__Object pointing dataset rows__

- - -

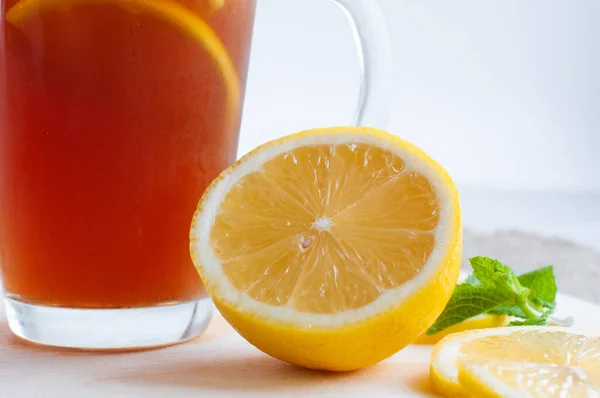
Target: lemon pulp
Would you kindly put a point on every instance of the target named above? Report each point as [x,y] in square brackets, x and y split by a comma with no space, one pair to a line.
[333,239]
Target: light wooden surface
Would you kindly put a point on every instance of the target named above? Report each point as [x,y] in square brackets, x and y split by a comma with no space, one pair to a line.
[218,364]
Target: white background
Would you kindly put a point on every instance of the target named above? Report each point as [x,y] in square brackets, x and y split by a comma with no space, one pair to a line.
[505,94]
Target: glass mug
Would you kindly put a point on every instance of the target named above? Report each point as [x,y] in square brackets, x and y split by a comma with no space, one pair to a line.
[114,117]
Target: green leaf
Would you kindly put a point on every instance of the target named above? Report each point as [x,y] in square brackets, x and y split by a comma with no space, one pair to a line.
[542,284]
[510,310]
[473,281]
[486,269]
[539,321]
[493,273]
[468,301]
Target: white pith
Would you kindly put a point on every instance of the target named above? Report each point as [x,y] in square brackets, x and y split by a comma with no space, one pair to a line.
[213,272]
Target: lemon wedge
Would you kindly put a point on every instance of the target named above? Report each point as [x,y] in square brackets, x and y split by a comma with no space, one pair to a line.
[332,248]
[546,361]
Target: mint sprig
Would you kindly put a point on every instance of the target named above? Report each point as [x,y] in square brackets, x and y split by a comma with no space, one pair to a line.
[495,289]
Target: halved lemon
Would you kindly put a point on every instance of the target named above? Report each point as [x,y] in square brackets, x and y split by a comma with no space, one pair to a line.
[483,321]
[544,361]
[332,248]
[168,11]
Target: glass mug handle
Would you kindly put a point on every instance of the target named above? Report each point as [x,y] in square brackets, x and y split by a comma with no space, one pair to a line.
[375,57]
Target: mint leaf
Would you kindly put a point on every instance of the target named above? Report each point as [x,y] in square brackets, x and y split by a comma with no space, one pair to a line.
[472,280]
[493,273]
[542,283]
[510,310]
[539,321]
[466,302]
[494,288]
[486,269]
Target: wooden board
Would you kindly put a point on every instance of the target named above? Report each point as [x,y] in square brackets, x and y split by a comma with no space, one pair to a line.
[218,364]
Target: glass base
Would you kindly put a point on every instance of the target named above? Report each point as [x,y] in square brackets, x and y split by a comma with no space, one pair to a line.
[109,329]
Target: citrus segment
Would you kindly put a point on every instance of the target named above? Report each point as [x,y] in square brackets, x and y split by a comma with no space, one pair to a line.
[342,239]
[520,362]
[169,11]
[302,232]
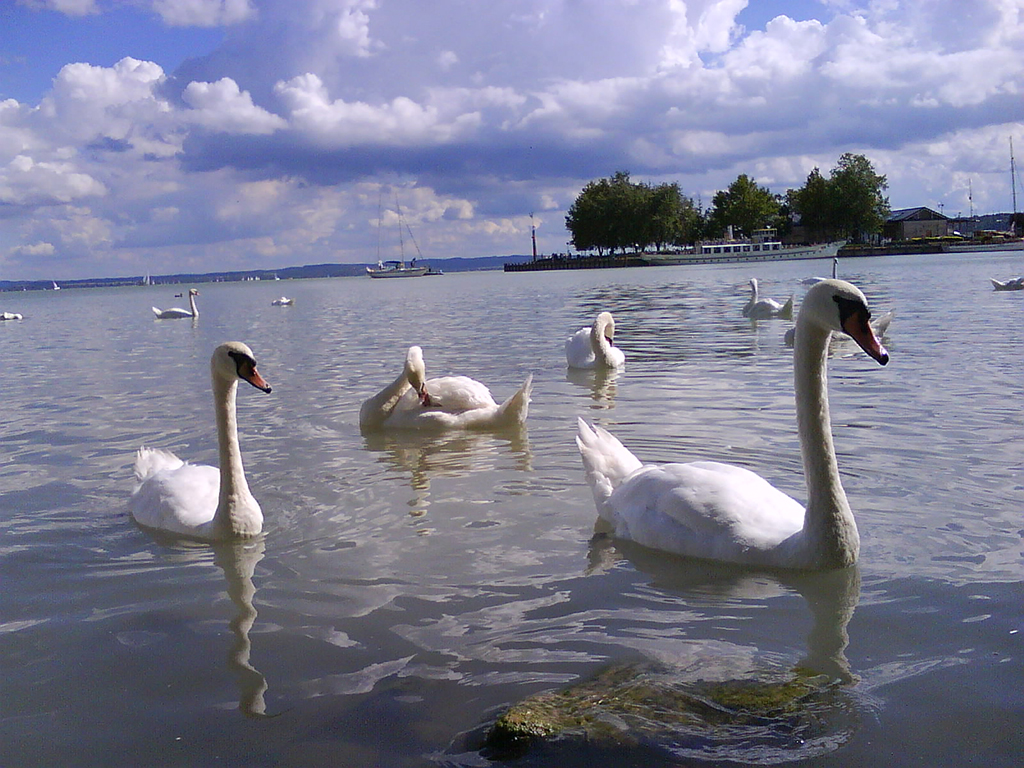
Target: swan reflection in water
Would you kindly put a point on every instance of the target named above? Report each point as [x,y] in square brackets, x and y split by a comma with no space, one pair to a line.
[239,560]
[599,382]
[428,456]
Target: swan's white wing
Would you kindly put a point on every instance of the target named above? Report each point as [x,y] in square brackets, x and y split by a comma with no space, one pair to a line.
[580,350]
[180,500]
[704,509]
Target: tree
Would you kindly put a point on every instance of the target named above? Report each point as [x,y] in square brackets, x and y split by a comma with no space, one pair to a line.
[616,214]
[859,207]
[848,205]
[744,206]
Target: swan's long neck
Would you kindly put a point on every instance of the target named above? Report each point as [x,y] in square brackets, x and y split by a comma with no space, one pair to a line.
[599,343]
[829,529]
[238,512]
[376,411]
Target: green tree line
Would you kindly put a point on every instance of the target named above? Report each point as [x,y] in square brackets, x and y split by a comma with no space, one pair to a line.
[617,214]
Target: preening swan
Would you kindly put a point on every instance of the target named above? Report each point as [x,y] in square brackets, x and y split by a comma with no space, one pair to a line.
[199,501]
[448,402]
[759,308]
[176,312]
[593,346]
[721,512]
[1014,284]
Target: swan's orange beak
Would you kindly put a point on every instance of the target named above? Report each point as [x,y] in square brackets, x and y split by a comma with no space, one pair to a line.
[858,328]
[256,380]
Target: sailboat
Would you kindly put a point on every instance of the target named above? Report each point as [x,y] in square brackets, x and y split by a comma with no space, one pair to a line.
[396,267]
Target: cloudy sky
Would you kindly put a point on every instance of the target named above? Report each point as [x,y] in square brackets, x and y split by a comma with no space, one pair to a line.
[173,135]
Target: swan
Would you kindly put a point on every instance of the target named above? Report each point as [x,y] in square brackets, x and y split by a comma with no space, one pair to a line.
[758,308]
[721,512]
[176,312]
[594,346]
[449,402]
[199,501]
[879,325]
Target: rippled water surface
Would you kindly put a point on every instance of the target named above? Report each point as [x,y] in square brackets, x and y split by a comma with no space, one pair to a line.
[409,589]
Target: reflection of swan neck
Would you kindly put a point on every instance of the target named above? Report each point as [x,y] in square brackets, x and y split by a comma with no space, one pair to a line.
[239,563]
[828,523]
[832,597]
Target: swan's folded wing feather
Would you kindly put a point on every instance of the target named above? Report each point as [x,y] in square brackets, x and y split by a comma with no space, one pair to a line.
[580,350]
[178,500]
[704,508]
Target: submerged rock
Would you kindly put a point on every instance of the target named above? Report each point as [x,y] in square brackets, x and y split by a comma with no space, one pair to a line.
[649,710]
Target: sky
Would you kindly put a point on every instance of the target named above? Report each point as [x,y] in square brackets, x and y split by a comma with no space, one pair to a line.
[161,136]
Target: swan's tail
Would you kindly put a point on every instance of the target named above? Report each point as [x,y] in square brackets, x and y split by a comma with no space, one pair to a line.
[606,461]
[151,461]
[513,411]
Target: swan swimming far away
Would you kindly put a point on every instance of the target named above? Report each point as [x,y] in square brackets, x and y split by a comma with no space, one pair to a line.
[759,308]
[411,401]
[176,312]
[593,346]
[722,512]
[1014,284]
[199,501]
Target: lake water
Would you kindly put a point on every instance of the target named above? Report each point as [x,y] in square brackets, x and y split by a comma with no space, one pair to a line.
[408,589]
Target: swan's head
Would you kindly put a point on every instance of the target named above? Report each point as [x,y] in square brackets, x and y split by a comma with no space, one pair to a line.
[416,375]
[605,326]
[838,305]
[232,360]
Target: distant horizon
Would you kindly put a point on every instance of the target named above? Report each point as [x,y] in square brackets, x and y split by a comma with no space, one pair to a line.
[198,135]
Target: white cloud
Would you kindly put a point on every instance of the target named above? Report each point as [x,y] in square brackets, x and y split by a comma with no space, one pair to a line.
[339,123]
[222,107]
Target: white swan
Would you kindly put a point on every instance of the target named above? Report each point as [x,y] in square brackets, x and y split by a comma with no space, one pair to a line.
[199,501]
[759,308]
[593,346]
[721,512]
[879,325]
[176,312]
[1014,284]
[449,402]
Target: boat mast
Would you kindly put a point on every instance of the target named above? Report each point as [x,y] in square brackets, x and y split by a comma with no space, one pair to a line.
[532,235]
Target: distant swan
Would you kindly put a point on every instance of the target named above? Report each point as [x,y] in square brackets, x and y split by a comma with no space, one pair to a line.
[1014,284]
[448,402]
[199,501]
[593,346]
[722,512]
[176,312]
[759,308]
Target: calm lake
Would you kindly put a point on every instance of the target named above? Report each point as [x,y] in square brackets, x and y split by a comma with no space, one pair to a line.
[407,589]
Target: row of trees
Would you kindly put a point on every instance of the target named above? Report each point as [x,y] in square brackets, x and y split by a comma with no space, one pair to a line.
[617,214]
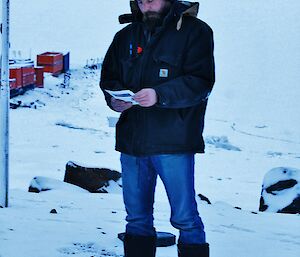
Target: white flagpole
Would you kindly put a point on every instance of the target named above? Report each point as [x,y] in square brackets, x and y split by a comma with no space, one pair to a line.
[4,106]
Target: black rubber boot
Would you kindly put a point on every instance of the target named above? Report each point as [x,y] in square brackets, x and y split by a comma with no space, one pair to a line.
[186,250]
[139,246]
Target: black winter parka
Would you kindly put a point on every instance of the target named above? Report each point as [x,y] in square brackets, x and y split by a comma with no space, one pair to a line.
[177,62]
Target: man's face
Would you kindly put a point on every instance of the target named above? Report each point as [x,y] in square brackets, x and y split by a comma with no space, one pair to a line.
[153,7]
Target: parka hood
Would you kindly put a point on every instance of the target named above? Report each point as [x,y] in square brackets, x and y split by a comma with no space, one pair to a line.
[179,8]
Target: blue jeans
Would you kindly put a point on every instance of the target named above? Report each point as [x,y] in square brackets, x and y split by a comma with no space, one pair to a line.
[176,171]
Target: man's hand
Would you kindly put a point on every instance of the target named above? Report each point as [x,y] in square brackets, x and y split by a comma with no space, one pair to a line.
[120,106]
[146,97]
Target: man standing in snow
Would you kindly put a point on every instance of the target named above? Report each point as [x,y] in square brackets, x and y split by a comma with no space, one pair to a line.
[165,56]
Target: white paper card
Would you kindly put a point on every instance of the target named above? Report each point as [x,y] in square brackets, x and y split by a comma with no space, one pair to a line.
[124,95]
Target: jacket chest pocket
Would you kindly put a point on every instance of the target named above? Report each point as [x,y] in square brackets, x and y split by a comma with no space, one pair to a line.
[130,71]
[167,66]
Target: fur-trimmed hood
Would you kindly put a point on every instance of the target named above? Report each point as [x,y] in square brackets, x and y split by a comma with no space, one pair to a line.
[179,8]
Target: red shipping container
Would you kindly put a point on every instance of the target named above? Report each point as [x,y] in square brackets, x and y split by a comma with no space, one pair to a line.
[39,76]
[27,70]
[49,58]
[16,73]
[12,84]
[56,68]
[28,80]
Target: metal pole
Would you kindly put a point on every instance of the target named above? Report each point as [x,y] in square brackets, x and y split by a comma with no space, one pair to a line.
[4,106]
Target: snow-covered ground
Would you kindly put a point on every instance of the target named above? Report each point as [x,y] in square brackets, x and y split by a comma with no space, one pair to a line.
[252,126]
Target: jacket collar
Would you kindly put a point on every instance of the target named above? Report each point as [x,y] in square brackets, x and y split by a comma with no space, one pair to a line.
[178,10]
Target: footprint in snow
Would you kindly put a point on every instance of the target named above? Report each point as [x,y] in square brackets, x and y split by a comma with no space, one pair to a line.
[90,248]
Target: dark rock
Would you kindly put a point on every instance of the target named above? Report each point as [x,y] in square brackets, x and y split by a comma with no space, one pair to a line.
[92,179]
[281,185]
[204,198]
[281,191]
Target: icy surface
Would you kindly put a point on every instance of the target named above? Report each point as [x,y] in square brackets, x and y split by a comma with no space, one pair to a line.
[254,106]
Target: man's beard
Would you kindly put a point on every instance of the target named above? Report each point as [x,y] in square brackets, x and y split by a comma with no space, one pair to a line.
[155,19]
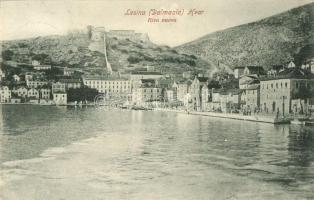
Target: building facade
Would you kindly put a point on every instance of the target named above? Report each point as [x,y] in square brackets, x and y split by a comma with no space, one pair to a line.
[5,94]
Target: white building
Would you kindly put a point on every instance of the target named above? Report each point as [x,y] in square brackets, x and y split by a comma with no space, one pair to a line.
[16,78]
[35,83]
[35,62]
[109,86]
[45,93]
[5,94]
[42,67]
[2,75]
[60,98]
[33,93]
[21,92]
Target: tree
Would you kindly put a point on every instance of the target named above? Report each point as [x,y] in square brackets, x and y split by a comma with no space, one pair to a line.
[82,94]
[7,54]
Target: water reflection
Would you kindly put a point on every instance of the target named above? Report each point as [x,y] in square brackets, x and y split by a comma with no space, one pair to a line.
[156,148]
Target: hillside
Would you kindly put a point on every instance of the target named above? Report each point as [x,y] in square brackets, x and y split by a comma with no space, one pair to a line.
[273,40]
[125,55]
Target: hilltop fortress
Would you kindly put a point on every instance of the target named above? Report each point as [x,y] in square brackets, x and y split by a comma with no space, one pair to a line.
[98,40]
[98,36]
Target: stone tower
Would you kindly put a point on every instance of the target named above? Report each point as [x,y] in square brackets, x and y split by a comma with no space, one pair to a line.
[97,36]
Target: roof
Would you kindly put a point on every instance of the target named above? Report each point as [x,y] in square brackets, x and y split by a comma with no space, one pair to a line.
[99,78]
[70,80]
[292,73]
[145,73]
[239,67]
[256,69]
[202,79]
[277,67]
[184,81]
[251,81]
[228,91]
[253,87]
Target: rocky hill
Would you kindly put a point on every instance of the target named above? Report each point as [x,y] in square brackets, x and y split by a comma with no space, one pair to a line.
[125,55]
[273,40]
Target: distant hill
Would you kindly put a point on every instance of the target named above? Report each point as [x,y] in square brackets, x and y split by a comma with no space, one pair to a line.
[125,55]
[270,41]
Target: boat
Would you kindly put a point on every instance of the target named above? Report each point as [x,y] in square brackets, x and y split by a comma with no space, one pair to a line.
[309,123]
[297,122]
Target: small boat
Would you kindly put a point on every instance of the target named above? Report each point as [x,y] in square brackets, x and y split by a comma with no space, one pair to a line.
[297,122]
[309,123]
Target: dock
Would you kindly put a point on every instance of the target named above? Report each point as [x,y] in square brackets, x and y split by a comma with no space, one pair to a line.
[253,118]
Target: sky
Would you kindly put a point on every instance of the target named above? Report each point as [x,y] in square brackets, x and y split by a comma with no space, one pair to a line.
[31,18]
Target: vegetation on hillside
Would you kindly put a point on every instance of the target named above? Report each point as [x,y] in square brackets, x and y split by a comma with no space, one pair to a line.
[274,40]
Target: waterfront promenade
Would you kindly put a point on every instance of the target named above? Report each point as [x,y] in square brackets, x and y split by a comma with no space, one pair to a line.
[254,118]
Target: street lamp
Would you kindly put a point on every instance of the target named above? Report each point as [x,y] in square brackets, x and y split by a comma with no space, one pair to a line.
[283,105]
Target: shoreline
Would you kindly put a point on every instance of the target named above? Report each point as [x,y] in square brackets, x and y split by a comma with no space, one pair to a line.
[252,118]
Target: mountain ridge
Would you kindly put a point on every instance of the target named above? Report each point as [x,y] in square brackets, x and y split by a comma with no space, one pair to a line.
[273,40]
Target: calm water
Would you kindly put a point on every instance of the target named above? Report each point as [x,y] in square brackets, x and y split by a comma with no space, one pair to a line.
[88,153]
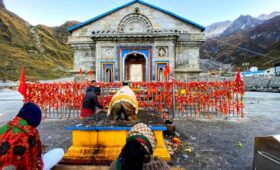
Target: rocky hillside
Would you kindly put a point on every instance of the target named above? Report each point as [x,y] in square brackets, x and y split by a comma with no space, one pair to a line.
[216,29]
[41,49]
[247,39]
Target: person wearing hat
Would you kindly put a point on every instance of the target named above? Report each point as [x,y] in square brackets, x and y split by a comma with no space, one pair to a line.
[20,145]
[137,154]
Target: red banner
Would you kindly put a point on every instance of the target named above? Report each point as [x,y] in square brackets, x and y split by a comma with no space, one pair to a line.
[204,97]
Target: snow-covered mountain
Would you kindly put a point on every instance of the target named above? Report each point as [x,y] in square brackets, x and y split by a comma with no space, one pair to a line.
[216,29]
[268,16]
[242,23]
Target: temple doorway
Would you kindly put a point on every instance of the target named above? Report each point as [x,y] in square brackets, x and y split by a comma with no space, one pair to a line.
[135,66]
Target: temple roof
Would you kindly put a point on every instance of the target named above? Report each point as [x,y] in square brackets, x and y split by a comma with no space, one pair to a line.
[130,3]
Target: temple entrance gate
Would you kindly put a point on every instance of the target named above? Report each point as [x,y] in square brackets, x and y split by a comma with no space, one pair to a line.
[135,67]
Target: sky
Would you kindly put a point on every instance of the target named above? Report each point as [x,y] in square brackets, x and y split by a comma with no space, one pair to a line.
[203,12]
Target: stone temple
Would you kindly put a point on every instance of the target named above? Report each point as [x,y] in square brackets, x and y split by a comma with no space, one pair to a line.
[136,42]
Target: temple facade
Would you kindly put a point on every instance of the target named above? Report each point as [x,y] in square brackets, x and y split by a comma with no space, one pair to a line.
[136,42]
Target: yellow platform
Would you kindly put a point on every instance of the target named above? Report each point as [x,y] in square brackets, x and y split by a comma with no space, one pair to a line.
[102,145]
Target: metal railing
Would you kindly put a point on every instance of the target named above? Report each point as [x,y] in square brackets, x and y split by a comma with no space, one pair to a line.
[175,99]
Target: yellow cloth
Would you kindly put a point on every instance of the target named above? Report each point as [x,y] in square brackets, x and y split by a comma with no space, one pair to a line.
[125,94]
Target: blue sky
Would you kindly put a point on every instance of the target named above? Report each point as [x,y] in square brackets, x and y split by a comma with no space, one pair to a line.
[203,12]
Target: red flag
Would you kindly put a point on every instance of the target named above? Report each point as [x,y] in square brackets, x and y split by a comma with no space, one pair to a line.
[238,76]
[22,84]
[166,72]
[90,72]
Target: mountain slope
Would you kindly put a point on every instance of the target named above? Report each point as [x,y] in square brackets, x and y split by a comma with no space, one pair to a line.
[257,45]
[241,23]
[2,4]
[217,28]
[35,47]
[268,16]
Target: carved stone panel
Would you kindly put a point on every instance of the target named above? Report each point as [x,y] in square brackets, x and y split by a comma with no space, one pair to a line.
[107,52]
[135,23]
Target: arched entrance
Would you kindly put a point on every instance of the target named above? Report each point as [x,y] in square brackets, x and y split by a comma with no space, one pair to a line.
[135,66]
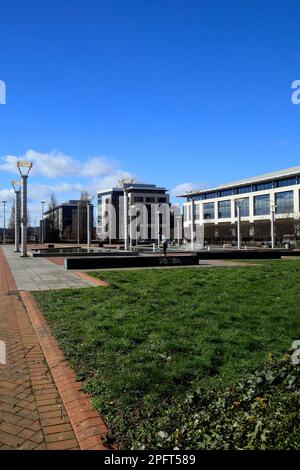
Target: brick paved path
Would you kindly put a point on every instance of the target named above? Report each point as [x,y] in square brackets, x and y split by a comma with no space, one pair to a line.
[33,274]
[32,415]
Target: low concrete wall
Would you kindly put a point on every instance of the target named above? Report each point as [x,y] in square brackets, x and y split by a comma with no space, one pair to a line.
[240,254]
[129,262]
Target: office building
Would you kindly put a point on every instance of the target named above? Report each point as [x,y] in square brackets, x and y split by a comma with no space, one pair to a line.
[257,198]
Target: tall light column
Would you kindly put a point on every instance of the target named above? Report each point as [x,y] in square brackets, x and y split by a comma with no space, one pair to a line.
[17,189]
[192,222]
[178,219]
[238,210]
[88,221]
[125,182]
[42,225]
[4,204]
[24,169]
[132,208]
[158,228]
[272,208]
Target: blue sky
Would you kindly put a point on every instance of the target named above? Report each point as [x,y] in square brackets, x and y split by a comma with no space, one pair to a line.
[189,92]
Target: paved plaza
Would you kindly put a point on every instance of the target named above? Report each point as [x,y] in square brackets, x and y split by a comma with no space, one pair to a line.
[33,274]
[41,404]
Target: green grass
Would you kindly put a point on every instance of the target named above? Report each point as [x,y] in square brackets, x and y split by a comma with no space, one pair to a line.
[154,335]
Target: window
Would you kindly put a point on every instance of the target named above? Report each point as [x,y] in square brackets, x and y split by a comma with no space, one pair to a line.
[244,207]
[263,186]
[224,211]
[185,213]
[262,205]
[210,195]
[209,210]
[226,192]
[286,182]
[244,189]
[284,202]
[197,211]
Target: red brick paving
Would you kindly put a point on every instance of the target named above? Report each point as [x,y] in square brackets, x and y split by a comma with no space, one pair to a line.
[97,282]
[25,378]
[86,422]
[41,406]
[58,260]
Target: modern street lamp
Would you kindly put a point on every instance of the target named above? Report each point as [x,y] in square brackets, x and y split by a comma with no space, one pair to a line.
[43,228]
[24,168]
[239,205]
[124,183]
[192,223]
[178,220]
[131,208]
[88,221]
[158,228]
[17,189]
[78,225]
[4,204]
[272,209]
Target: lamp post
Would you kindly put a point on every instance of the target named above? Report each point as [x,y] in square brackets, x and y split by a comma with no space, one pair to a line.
[17,189]
[238,213]
[192,223]
[43,228]
[24,168]
[272,209]
[130,241]
[88,221]
[239,205]
[178,219]
[158,229]
[4,204]
[124,183]
[78,225]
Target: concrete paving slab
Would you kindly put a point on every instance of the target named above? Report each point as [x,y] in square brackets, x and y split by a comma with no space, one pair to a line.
[33,274]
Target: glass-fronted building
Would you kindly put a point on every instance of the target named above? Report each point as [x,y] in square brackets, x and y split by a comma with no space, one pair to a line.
[257,198]
[144,201]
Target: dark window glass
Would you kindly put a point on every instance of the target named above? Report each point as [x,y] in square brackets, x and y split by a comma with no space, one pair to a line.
[286,182]
[284,202]
[263,186]
[262,205]
[209,210]
[226,192]
[224,209]
[210,195]
[244,189]
[244,207]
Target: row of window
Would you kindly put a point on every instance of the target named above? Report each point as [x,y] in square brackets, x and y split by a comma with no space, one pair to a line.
[249,188]
[284,204]
[150,199]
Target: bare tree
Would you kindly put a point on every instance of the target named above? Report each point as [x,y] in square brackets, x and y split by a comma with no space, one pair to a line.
[53,201]
[85,196]
[11,223]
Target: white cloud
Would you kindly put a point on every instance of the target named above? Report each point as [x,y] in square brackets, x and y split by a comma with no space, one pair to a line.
[56,164]
[6,195]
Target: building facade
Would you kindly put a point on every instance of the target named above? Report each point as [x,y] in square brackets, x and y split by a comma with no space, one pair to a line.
[67,222]
[257,198]
[140,197]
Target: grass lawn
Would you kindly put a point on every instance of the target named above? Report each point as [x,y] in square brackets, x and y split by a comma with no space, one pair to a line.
[152,336]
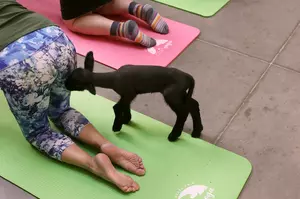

- - -

__PROBLEM REQUIREMENTS__
Collect every line of the records that contains the word "concrete".

__FULL ANSWER__
Target: low concrete wall
Target: concrete paving slab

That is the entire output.